> [Task instructions] According to the text about the hospital nurses' contract dispute, what would happen to the top step of the nurses' salary scale under the hospital's proposal?

> [Text under study]
After posting a record $94 million in profits in 2005 and projecting
another $47 million for 2006, the hospital is demanding a number
of significant concessions—concessions the nurses believe
compromise their ability to retain and recruit staff needed to deliver
quality patient care at the region’s only level one trauma
center. Adding insult to injury, after demanding the concessions
from the nurses, the hospital announced it awarded its CEO John
O’Brien a 38 percent pay hike and that it intends to invest
more than $68 million this year in capital improvements.
“We reached a point where we have no other alternative,”
said Kathie Logan, RN, a nurse at UMMC and chairperson of the bargaining
unit. “No one wants a strike but management continues to demand
major concessions at a time of record, and unprecedented, profits.
Our members will not give back 25 years of gains when the institution
is in its strongest financial position in its history.”
Key issues in dispute include management’s demand to delete
the nurses’ defined benefit
pension plan for new employees; dramatically increase health insurance
costs; reduce family medical leave benefits; and gut “reduction
in force language.” In addition the hospital is proposing
to drastically cut the nurses’ salary scale, which would increase
the number of steps in the scale while reducing the top step from
$49.86 to $46.16. The hospital’s proposals would mean the
nurses could lose as much as $8,000 per year in compensation, with
some nurses losing more than $15,000.

> [Information provided]

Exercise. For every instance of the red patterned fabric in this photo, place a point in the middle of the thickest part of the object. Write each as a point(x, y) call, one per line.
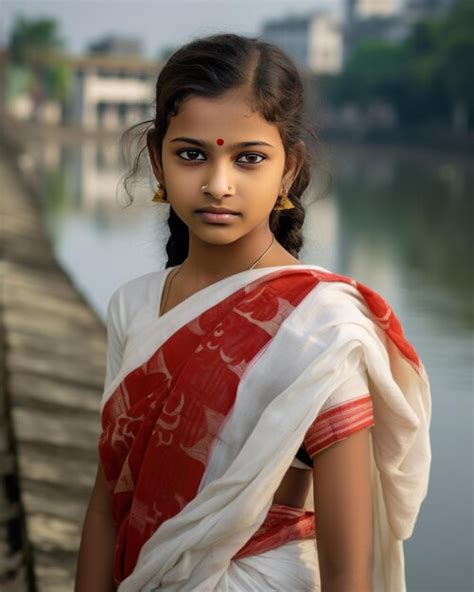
point(162, 420)
point(339, 423)
point(281, 525)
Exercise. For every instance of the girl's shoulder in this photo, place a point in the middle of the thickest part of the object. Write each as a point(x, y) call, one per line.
point(135, 298)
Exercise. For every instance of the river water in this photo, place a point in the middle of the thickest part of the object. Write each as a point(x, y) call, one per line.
point(398, 220)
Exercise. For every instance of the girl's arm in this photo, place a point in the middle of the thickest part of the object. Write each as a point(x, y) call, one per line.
point(94, 571)
point(343, 508)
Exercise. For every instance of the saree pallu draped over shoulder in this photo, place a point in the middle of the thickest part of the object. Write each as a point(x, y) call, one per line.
point(213, 400)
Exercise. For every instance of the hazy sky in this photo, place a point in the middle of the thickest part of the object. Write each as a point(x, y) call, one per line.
point(157, 23)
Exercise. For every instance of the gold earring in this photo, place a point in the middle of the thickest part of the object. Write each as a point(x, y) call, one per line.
point(284, 203)
point(160, 195)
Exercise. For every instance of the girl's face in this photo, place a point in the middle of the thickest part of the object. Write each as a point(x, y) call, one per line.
point(203, 146)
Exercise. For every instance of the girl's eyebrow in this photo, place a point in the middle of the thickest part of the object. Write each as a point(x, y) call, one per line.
point(204, 144)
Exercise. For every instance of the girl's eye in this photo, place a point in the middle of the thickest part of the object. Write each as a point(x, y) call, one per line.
point(252, 154)
point(190, 152)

> [Your response] The top step would drop from $49.86 to $46.16.